**The problem**
Reproduce every line of all the items below without alteration, omitting the pictures.

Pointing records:
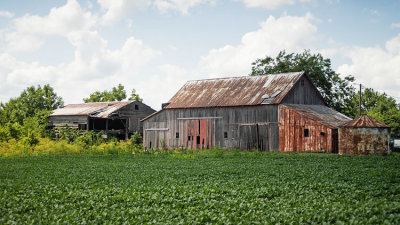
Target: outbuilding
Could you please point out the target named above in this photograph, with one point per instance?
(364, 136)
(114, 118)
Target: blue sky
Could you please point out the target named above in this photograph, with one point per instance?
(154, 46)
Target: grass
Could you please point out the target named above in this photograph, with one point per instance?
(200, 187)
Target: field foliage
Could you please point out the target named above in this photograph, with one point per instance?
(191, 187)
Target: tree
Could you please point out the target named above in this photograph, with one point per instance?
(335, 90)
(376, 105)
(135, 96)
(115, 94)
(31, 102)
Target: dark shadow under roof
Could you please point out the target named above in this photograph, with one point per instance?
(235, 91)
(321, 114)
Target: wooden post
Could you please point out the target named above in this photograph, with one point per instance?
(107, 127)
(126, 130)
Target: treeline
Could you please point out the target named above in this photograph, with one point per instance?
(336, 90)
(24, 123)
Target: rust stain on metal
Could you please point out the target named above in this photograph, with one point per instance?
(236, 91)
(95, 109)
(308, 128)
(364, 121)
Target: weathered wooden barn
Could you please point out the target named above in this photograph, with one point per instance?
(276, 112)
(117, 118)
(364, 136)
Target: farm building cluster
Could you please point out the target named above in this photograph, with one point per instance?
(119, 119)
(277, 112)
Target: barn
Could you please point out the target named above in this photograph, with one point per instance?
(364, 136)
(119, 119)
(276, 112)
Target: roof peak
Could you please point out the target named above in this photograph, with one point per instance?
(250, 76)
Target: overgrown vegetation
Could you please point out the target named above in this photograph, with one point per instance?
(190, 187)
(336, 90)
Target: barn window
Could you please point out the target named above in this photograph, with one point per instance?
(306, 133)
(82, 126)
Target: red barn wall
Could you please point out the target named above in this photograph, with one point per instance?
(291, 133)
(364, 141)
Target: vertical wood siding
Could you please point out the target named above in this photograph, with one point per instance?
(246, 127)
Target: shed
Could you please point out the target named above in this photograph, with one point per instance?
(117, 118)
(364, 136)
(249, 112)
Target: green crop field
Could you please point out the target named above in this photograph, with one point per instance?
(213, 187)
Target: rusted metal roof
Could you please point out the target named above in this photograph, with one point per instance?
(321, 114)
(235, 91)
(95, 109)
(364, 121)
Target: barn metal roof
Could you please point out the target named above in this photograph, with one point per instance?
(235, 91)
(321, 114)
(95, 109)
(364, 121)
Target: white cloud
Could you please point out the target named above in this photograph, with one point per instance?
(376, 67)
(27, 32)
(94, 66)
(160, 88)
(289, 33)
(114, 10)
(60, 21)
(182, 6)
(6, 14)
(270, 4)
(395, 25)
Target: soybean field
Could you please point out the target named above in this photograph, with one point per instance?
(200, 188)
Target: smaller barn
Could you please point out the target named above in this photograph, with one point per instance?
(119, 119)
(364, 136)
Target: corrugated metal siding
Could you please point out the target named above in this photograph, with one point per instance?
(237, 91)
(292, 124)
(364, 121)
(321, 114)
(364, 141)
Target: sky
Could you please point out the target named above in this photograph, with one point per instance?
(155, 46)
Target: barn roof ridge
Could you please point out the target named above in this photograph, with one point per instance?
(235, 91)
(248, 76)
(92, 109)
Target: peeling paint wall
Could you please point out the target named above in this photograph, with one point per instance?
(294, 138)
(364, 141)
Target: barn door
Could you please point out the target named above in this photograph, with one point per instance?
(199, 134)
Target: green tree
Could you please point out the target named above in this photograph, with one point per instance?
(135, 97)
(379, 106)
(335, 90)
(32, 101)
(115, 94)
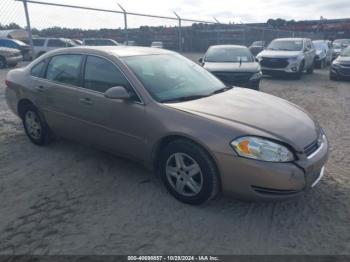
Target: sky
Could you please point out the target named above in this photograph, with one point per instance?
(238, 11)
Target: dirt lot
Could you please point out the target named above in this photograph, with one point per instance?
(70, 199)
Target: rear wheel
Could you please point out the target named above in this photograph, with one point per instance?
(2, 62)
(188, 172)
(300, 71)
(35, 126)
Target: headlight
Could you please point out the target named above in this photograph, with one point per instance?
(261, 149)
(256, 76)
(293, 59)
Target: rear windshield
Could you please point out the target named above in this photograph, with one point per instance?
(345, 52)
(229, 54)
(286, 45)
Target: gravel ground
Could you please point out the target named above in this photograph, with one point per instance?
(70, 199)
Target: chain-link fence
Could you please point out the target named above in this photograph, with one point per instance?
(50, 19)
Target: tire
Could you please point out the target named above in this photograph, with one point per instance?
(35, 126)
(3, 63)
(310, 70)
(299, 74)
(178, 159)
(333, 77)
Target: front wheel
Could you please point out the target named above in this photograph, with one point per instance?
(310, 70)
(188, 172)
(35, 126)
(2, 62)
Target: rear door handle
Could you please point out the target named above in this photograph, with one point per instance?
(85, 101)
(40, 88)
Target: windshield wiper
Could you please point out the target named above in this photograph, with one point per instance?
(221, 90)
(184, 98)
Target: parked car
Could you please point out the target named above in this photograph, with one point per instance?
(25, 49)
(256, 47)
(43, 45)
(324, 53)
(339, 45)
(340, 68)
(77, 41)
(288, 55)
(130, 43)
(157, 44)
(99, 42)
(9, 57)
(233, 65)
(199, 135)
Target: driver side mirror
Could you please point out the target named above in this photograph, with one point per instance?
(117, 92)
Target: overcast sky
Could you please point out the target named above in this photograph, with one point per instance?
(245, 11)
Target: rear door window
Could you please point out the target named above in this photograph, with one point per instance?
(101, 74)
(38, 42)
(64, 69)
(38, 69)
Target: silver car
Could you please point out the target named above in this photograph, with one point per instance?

**The reply**
Target: outbuilding
Could you please point out the target named above in this photograph, with one point per instance?
(364, 136)
(114, 118)
Target: blue sky
Could you please point out the target named above in this photograph, with one point per instance?
(154, 46)
Target: grass
Could you please point out the target named above in this photograph, with one point per instance?
(200, 187)
Target: field foliage
Could you please point out the target named above in this photograph, with one point per instance?
(191, 187)
Target: tree
Could you please point out the target named above in this photograph, with one point per instance?
(335, 90)
(376, 105)
(135, 96)
(115, 94)
(31, 102)
Target: dark shadow under roof
Could you please point out the target named above in this photograph, with one point per instance?
(235, 91)
(321, 114)
Target: wooden post
Could you please point out the target named above in this photograph, with one point per instance?
(107, 127)
(126, 130)
Target: treeline
Could you please point out the target named above in this photograph, with one point per instance?
(336, 90)
(24, 123)
Target: rust stain on metal
Could you please point out the target named above in this photograph, with one point per instance?
(236, 91)
(95, 109)
(308, 128)
(364, 121)
Target: weathered wooden barn
Could you please point out the target named above in this photograph, with one point per instance?
(276, 112)
(117, 118)
(364, 136)
Target: farm building cluster
Could you please point out the target named above in this photograph, with one point per instance?
(119, 119)
(277, 112)
Target: barn
Could you please point out the target named above in this photograph, with one point per instance?
(364, 136)
(119, 119)
(276, 112)
Target: roof peak
Could you please point out the target named above in this photograph, with one point per instance?
(250, 76)
Target: overgrown vegetation
Could you please point out the target named above in this photograph, with one point per instance?
(190, 187)
(336, 90)
Target: barn window
Could you please point out the target named above in this photograph, with one point per instance?
(306, 133)
(82, 126)
Target: red barn wall
Could you please point out the target named above in this photograph, with one point per instance?
(291, 133)
(364, 141)
Target: vertical wood siding
Could you please point out the target named above in this photograph, with one point per instance?
(246, 127)
Target: shed
Could you please point out the target named above in this photograph, with one point per instance?
(117, 118)
(364, 136)
(249, 112)
Target: green crop field
Could you please point out the target named above in this photograph, with one point per instance?
(213, 187)
Target: rusted metal roof
Could you please point out the target named above in this photograph, with one point per instance?
(321, 114)
(235, 91)
(95, 109)
(364, 121)
Target: barn metal roof
Could you please point out the target named above in this photograph, with one point per instance?
(235, 91)
(321, 114)
(95, 109)
(364, 121)
Target: white cloud
Could you please point out the target named above in this photograph, with one point per instance?
(376, 67)
(27, 32)
(94, 66)
(160, 88)
(289, 33)
(114, 10)
(60, 21)
(182, 6)
(6, 14)
(270, 4)
(395, 25)
Target: soybean field
Could you please point out the target named above in this photograph, with one point per instance?
(200, 188)
Target: smaller barn
Could you please point out the target named above in this photograph, with one point per instance?
(119, 119)
(364, 136)
Target: corrugated metal siding
Could you please point out the target named above in this photograph, with one point per instance?
(237, 91)
(292, 124)
(364, 121)
(321, 114)
(364, 141)
Target: sky
Could you please point out the target named above in this photograph, with one point per instance?
(155, 46)
Target: barn roof ridge
Could you please point out the target named above in this photograph, with one point per instance?
(235, 91)
(248, 76)
(92, 109)
Target: peeling paint wall
Could you please point out the target named above in this photograph, with one point per instance?
(294, 138)
(364, 141)
Target: barn door
Could you please point out the target named above in this photograph, with one point per instance?
(199, 134)
Target: green tree
Could you please point out the target named above in this photograph, with one point per instance?
(135, 97)
(379, 106)
(335, 90)
(32, 101)
(115, 94)
Target: sky
Could you please point out the target named above in this photograph, with one point per instance?
(238, 11)
Target: dirt lot
Could you please point out the target named above in this photograph, with one point per instance?
(70, 199)
Target: rear wheel
Could you please point out the target named above in this photograph, with one point per instance?
(2, 62)
(188, 172)
(300, 71)
(35, 126)
Target: headlight
Could you please point out the target named above in this photograph, with one point per instance?
(261, 149)
(256, 76)
(293, 59)
Target: rear windshield
Could you please point out the target named above in this photograph, with one point per instance?
(345, 52)
(229, 54)
(286, 45)
Target: gravel ground
Could you please point out the target named above in this photograph, with one point per instance?
(70, 199)
Target: chain-link fence
Could you please point out the target named above in this photograph, with one point per instance?
(50, 19)
Target: tire
Could you please point out the target named above in this photograph, with one point per instance?
(35, 126)
(3, 63)
(310, 70)
(299, 74)
(178, 159)
(333, 77)
Target: front wheel
Could you please point out the target named above in this photograph, with one point per instance?
(310, 70)
(188, 172)
(35, 126)
(2, 62)
Target: rear door handle
Could you please point out the target named above in this photograph, with one point per instance?
(85, 101)
(40, 88)
Target: windshield wiper
Could you please point out the target named above in this photograph, with one point per instance?
(221, 90)
(184, 98)
Target: parked car
Could you please point out the target named above in this photograph, with one point per instance?
(25, 49)
(256, 47)
(43, 45)
(324, 53)
(339, 45)
(340, 68)
(77, 41)
(288, 55)
(130, 43)
(157, 44)
(99, 42)
(9, 57)
(233, 65)
(199, 135)
Target: driver side mirror
Could you please point out the target named above in this photograph, with one point per instance?
(117, 92)
Target: overcast sky
Could you please point out the target named above in this photograph, with one point per instance?
(245, 11)
Target: rear door window
Could you please point out the target named above in this photograph, with one point per instance?
(101, 74)
(38, 42)
(64, 69)
(38, 69)
Target: silver car
Could you please point out the target named above in this photograph, with one point per instance?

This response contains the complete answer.